◆ PROBLEM TO WORK ON ◆
Copy the records from their start through the line that contains "[[7, 98], [6, 66], [5, 62], [0, 62], [0, 98]]", replacing "interior wall" with "inner wall" everywhere and leaving everything else as it is. Omit the pictures from your copy.

··· DATA ENTRIES ···

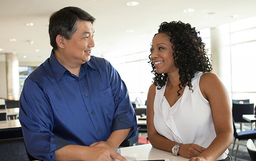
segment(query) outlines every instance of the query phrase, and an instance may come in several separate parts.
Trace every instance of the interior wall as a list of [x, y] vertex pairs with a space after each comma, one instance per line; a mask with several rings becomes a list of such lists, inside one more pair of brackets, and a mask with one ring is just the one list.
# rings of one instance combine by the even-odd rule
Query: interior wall
[[7, 98], [6, 66], [5, 62], [0, 62], [0, 98]]

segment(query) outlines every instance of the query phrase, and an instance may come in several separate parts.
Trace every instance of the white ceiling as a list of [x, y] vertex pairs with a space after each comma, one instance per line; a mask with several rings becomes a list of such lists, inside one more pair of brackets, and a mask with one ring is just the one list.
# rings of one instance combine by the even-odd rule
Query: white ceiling
[[[199, 30], [256, 16], [255, 0], [137, 0], [139, 5], [134, 6], [127, 6], [129, 1], [0, 0], [0, 48], [4, 49], [0, 51], [0, 61], [5, 61], [4, 54], [15, 53], [19, 61], [44, 61], [51, 50], [48, 32], [49, 16], [67, 6], [81, 8], [96, 19], [96, 46], [92, 51], [95, 55], [122, 49], [134, 52], [149, 50], [154, 35], [164, 21], [180, 20]], [[188, 8], [193, 8], [195, 12], [183, 12]], [[233, 15], [239, 16], [235, 19], [231, 17]], [[35, 25], [26, 26], [27, 22]], [[129, 30], [134, 32], [126, 32]], [[11, 42], [11, 38], [17, 41]]]

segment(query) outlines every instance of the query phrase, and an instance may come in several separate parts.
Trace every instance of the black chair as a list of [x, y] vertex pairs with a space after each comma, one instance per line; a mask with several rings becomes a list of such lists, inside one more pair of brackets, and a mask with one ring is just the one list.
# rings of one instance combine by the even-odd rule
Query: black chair
[[0, 140], [0, 149], [1, 161], [38, 160], [28, 153], [23, 138]]
[[247, 150], [248, 151], [252, 161], [256, 161], [256, 147], [251, 139], [249, 139], [246, 144]]
[[132, 104], [133, 108], [136, 108], [136, 104], [134, 102], [131, 102], [131, 104]]
[[5, 109], [5, 104], [0, 105], [0, 109]]
[[0, 121], [6, 121], [7, 120], [7, 114], [6, 113], [0, 113]]
[[134, 109], [136, 115], [143, 117], [147, 115], [147, 108], [135, 108]]
[[232, 100], [232, 103], [235, 104], [250, 104], [250, 99], [246, 100]]
[[250, 123], [252, 129], [254, 129], [254, 123], [249, 123], [243, 118], [244, 114], [254, 114], [254, 104], [233, 104], [232, 115], [235, 122], [240, 123], [241, 131], [243, 130], [244, 123]]
[[5, 104], [6, 105], [6, 108], [19, 107], [19, 101], [10, 100], [5, 100]]
[[234, 150], [234, 148], [235, 147], [235, 144], [236, 143], [236, 141], [237, 139], [238, 139], [238, 142], [237, 142], [237, 152], [236, 152], [236, 155], [235, 156], [235, 161], [237, 159], [237, 155], [238, 152], [238, 148], [239, 147], [239, 141], [241, 140], [248, 140], [249, 139], [256, 139], [256, 130], [245, 130], [243, 131], [240, 131], [240, 132], [237, 132], [237, 129], [235, 125], [235, 121], [234, 118], [233, 118], [233, 127], [234, 129], [234, 143], [233, 144], [233, 147], [232, 148], [232, 151], [231, 155], [233, 155], [233, 152]]
[[23, 137], [21, 127], [0, 129], [0, 139]]

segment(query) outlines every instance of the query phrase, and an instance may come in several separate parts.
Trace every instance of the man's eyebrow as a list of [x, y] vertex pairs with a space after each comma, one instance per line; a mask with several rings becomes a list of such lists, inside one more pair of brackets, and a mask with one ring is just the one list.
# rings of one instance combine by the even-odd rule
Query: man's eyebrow
[[[94, 30], [93, 31], [93, 34], [94, 34], [95, 32], [95, 31]], [[90, 34], [90, 33], [91, 33], [91, 32], [88, 32], [88, 31], [86, 31], [84, 32], [83, 32], [83, 35], [85, 35], [85, 34]]]

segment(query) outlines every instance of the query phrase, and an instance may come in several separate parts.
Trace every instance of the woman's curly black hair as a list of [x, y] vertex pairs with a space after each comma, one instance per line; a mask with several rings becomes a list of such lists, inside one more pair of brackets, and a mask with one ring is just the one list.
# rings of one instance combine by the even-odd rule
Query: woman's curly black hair
[[[158, 33], [166, 34], [173, 44], [174, 63], [179, 69], [181, 82], [179, 85], [180, 89], [177, 92], [179, 96], [180, 95], [179, 92], [182, 89], [181, 86], [188, 85], [189, 89], [192, 90], [191, 79], [195, 76], [195, 73], [198, 71], [210, 72], [212, 70], [211, 65], [205, 48], [205, 44], [202, 42], [202, 38], [198, 36], [198, 32], [194, 27], [192, 28], [189, 24], [180, 21], [163, 22], [160, 27]], [[155, 76], [153, 82], [160, 89], [166, 84], [168, 76], [167, 73], [157, 73], [150, 59], [151, 55], [149, 56], [150, 59], [149, 63], [153, 68], [151, 73]]]

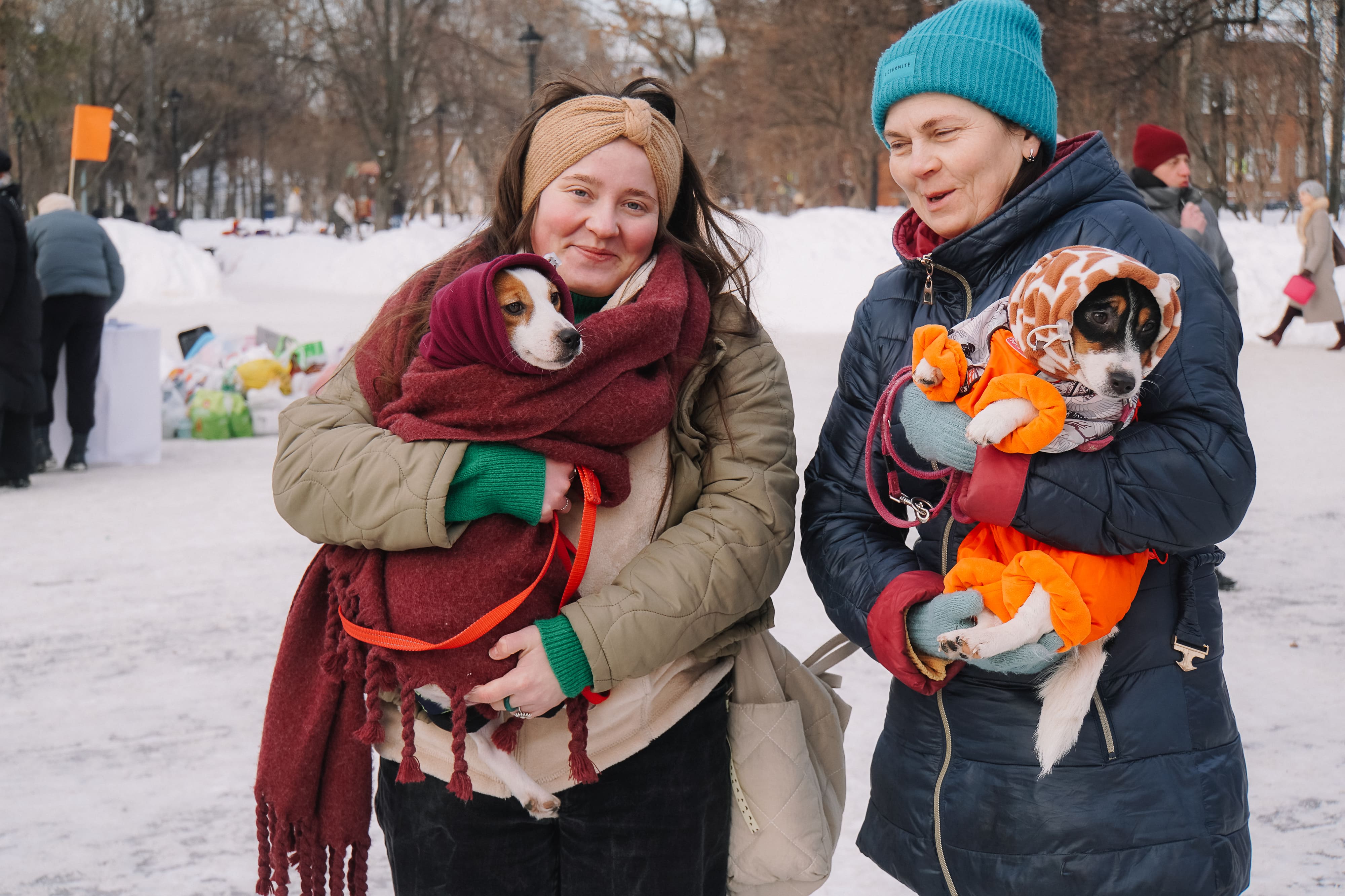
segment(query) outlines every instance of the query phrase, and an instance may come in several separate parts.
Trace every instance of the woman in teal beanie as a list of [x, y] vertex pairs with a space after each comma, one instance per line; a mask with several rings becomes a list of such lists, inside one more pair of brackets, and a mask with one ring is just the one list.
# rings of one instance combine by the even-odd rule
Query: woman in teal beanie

···

◆ EXERCISE ANSWER ◆
segment(query) outlines every instance of the query phrase, and an instance may come in several separate parts.
Trace every instance of the inner wall as a list of [x, y] vertex pairs with a space after each comma, one instance per line; a mask with several rings becomes a list of such lists, inside one more pair of brackets, and a mask with one ring is just the one list.
# rings of one instance combine by the even-odd rule
Query: inner wall
[[7, 98], [6, 66], [5, 62], [0, 62], [0, 98]]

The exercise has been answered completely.